Work to complete
Would you reproduce the entries that follow exactly as they appear?
---- Records for this task
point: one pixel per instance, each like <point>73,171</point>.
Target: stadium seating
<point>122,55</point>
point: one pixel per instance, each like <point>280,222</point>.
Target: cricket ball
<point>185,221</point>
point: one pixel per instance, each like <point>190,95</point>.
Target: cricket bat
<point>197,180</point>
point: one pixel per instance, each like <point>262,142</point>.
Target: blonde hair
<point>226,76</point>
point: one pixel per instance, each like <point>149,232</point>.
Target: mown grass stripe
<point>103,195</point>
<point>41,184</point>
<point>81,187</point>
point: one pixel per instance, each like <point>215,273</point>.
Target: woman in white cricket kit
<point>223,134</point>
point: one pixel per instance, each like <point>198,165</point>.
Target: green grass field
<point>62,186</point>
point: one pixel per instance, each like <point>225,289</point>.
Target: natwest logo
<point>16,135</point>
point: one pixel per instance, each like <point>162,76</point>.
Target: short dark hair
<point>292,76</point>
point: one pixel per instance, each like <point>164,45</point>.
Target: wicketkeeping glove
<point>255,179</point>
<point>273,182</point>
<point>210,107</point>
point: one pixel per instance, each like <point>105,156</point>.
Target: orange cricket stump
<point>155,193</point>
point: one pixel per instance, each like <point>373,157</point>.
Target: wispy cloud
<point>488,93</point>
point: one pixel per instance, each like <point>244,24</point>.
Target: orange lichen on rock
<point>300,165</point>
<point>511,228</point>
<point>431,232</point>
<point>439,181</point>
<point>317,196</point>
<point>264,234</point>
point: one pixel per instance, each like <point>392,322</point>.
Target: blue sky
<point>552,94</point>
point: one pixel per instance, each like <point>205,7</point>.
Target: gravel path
--------
Response area
point: one pixel per instance, each like <point>73,171</point>.
Target: stadium seating
<point>122,55</point>
point: one pixel per instance, each like <point>280,222</point>.
Target: cricket ball
<point>185,221</point>
point: one pixel per instance, each like <point>190,95</point>.
Target: cricket bat
<point>197,180</point>
point: one pixel per instance, each like <point>262,142</point>.
Target: blonde hair
<point>226,76</point>
point: one pixel per instance, each like <point>149,232</point>.
Target: mown grass stripe
<point>103,195</point>
<point>41,184</point>
<point>81,187</point>
point: one pixel per instance, each like <point>215,273</point>.
Target: woman in white cricket kit
<point>223,134</point>
point: one pixel per instance, each like <point>198,165</point>.
Target: green grass field
<point>62,186</point>
point: one pixel per instance, each like <point>225,289</point>.
Target: natwest logo
<point>16,135</point>
point: one pixel per instance, each like <point>162,76</point>.
Target: short dark hair
<point>292,76</point>
point: one pixel per instance, each like <point>164,45</point>.
Target: wicketkeeping glove
<point>255,179</point>
<point>273,182</point>
<point>210,107</point>
point: one pixel per instance, each like <point>105,156</point>.
Target: orange cricket stump
<point>155,193</point>
point: one pixel per instance, each like <point>373,157</point>.
Target: wispy cloud
<point>488,93</point>
point: one pixel per instance, each like <point>244,24</point>.
Target: orange lichen on rock
<point>300,165</point>
<point>511,228</point>
<point>431,232</point>
<point>439,181</point>
<point>317,196</point>
<point>264,234</point>
point: one pixel per instance, each like <point>392,322</point>.
Target: blue sky
<point>552,94</point>
point: one pixel per instance, each like <point>205,7</point>.
Target: gravel path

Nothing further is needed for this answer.